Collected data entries

● ● ● ● ●

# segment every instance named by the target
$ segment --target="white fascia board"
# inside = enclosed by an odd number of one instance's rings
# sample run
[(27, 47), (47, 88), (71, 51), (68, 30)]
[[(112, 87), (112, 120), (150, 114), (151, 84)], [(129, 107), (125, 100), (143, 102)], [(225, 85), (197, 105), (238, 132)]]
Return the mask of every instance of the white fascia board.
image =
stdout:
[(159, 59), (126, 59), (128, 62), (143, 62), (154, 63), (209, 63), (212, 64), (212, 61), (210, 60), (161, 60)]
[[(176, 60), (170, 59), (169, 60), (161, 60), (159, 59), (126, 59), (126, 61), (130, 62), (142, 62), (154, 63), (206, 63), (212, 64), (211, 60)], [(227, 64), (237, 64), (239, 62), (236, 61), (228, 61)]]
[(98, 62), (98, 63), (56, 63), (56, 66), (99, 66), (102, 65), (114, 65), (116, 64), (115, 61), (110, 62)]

● ● ● ● ●

Copy all of the rows above verbatim, without changing anything.

**Answer to this task:**
# segment every instance named by the target
$ segment --target="white fascia board"
# inside = enclosed by an odd number of one instance's rings
# sample run
[(27, 47), (47, 88), (71, 51), (68, 30)]
[[(112, 87), (112, 120), (150, 114), (151, 84)], [(129, 107), (125, 100), (143, 102)], [(225, 85), (197, 105), (238, 132)]]
Return the mask of every instance of the white fascia board.
image =
stdout:
[(159, 59), (126, 59), (128, 62), (143, 62), (154, 63), (209, 63), (212, 64), (212, 61), (210, 60), (161, 60)]
[[(176, 60), (170, 59), (169, 60), (161, 60), (159, 59), (126, 59), (126, 61), (130, 62), (142, 62), (154, 63), (206, 63), (212, 64), (211, 60)], [(227, 64), (237, 64), (239, 62), (236, 61), (228, 61)]]
[(98, 62), (98, 63), (56, 63), (56, 66), (99, 66), (102, 65), (114, 65), (116, 64), (115, 61), (110, 62)]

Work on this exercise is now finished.